*Written request*
Restate, word for word, all of the material shown below.

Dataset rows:
◇ ◇ ◇ ◇ ◇

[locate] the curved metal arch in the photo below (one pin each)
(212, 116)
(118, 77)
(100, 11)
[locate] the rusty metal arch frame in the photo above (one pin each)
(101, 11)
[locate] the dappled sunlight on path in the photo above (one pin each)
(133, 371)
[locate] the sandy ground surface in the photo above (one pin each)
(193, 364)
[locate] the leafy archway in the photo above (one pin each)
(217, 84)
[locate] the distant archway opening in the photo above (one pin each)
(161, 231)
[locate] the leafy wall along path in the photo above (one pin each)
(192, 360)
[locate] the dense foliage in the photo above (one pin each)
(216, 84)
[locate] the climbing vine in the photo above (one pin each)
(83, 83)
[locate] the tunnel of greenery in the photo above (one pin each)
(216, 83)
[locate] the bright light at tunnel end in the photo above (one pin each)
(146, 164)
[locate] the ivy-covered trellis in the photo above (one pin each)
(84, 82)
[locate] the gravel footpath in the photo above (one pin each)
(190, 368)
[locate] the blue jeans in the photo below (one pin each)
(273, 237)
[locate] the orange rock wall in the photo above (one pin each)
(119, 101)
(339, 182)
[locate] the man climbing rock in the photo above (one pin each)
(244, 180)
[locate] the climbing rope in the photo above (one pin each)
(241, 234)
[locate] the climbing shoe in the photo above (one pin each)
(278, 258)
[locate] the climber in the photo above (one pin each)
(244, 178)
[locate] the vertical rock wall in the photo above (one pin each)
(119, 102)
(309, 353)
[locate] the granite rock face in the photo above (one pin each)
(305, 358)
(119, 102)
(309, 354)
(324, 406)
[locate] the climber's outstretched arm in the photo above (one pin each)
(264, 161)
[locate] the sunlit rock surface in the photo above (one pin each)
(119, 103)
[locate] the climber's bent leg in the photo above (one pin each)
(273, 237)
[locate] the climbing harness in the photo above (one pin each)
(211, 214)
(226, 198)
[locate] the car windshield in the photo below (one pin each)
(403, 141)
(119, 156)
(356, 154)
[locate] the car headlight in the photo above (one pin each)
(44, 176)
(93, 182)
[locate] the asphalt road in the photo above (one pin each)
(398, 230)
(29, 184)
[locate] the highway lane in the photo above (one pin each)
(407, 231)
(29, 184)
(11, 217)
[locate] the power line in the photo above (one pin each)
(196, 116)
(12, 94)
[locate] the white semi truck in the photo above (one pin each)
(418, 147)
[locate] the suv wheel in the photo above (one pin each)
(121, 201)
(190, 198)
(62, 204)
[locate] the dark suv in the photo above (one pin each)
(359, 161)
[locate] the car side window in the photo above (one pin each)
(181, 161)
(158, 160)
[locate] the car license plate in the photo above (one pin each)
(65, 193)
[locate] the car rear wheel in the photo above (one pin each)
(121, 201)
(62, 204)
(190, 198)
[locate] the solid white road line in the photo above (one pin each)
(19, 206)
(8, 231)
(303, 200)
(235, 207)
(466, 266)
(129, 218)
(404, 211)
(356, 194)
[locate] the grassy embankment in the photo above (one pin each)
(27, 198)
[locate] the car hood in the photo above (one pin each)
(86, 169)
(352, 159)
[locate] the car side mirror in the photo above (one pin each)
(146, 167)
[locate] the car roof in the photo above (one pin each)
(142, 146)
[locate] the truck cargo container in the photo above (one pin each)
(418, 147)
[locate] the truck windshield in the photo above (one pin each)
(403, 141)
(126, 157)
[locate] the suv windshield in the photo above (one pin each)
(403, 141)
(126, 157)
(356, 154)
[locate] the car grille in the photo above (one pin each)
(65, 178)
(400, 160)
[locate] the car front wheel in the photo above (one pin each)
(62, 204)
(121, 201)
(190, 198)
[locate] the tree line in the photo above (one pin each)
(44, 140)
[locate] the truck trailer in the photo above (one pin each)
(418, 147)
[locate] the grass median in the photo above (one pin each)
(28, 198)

◇ ◇ ◇ ◇ ◇

*Solved exercise*
[locate] the curved metal arch in the photo below (one pin each)
(212, 116)
(118, 77)
(100, 11)
[locate] the rusty metal arch frame in the photo above (one pin each)
(101, 11)
[locate] the dappled sunlight on path in the photo above (one pin each)
(133, 371)
[locate] the sandy ground surface in the photo above (one pin each)
(193, 364)
[locate] the leafy archway in the photo above (one pin each)
(217, 84)
[locate] the distant archway opening in the photo above (one pin each)
(161, 231)
[locate] the leafy wall along path in the photo above (one pin each)
(192, 360)
[locate] the dense foliage in the photo above (one pin each)
(216, 84)
[locate] the climbing vine in the photo above (one pin each)
(83, 83)
[locate] the tunnel of greenery in the photo above (one pin each)
(216, 83)
[locate] the bright light at tunnel end in the photo above (one pin each)
(146, 164)
[locate] the ivy-covered trellis in the photo above (one pin each)
(84, 82)
[locate] the gravel footpath in the photo above (one pin each)
(190, 368)
[locate] the blue jeans in the photo below (one pin each)
(273, 237)
[locate] the orange rock wall in the photo above (one pin each)
(119, 101)
(339, 182)
[locate] the man climbing rock in the photo above (one pin each)
(244, 180)
[locate] the climbing rope in the photo above (one pin each)
(241, 234)
[locate] the climbing shoe in the photo above (one pin each)
(278, 258)
[locate] the climber in the photo above (one pin each)
(244, 178)
[locate] the vertical rock wall in the photo above (one pin each)
(119, 102)
(309, 353)
[locate] the granite rock face in the photo above (one pin each)
(305, 358)
(119, 102)
(309, 354)
(324, 406)
[locate] the climber's outstretched arm in the photo above (one pin each)
(264, 161)
[locate] the sunlit rock surface in the photo above (one pin each)
(119, 103)
[locate] the climber's bent leg in the photo above (one pin each)
(273, 237)
[locate] the climbing harness in the photo above (one pin each)
(211, 214)
(226, 198)
[locate] the car windshield in the photo below (one pin each)
(403, 141)
(119, 156)
(356, 154)
[locate] the car headlight in the photo above (one pin each)
(44, 176)
(93, 182)
[locate] the asphalt road in the photo above (one pin each)
(398, 230)
(29, 184)
[locate] the highway lane in the photo above (one pin each)
(407, 231)
(29, 184)
(11, 217)
[locate] the power line in the photo above (one pin each)
(196, 116)
(12, 94)
[locate] the white semi truck in the photo above (one pin each)
(418, 147)
[locate] the suv wheel in the photo above (one pin each)
(121, 201)
(190, 198)
(62, 204)
[locate] the dark suv in the photo above (one pin each)
(359, 161)
[locate] the car side window in the photo above (one pin each)
(181, 161)
(158, 160)
[locate] the car license plate in the photo above (one pin each)
(65, 193)
[locate] the car rear wheel in the photo above (one pin each)
(121, 201)
(62, 204)
(190, 198)
[locate] the solid white road line in the photo above (one pin each)
(19, 206)
(8, 231)
(303, 200)
(235, 207)
(466, 266)
(129, 218)
(404, 211)
(356, 194)
[locate] the grassy embankment in the photo above (one pin each)
(27, 198)
[locate] the car hood in the photo above (one pin each)
(86, 169)
(352, 159)
[locate] the car side mirror in the photo above (one pin each)
(146, 167)
[locate] the car roof in the photo above (one pin each)
(142, 146)
[locate] the truck cargo container in the photo above (one pin each)
(418, 147)
[locate] the truck windshield in the photo above (one pin each)
(403, 141)
(126, 157)
[locate] the suv windshield in the photo above (one pin each)
(403, 141)
(126, 157)
(356, 154)
[locate] the car grille in the photo above (one pin each)
(65, 178)
(400, 160)
[locate] the car front wheel in the photo above (one pin each)
(62, 204)
(121, 201)
(190, 198)
[locate] the tree line in the photo above (one pin each)
(44, 140)
[locate] the truck trailer in the photo above (one pin each)
(418, 147)
[locate] the grass median in the photo above (one pin each)
(28, 198)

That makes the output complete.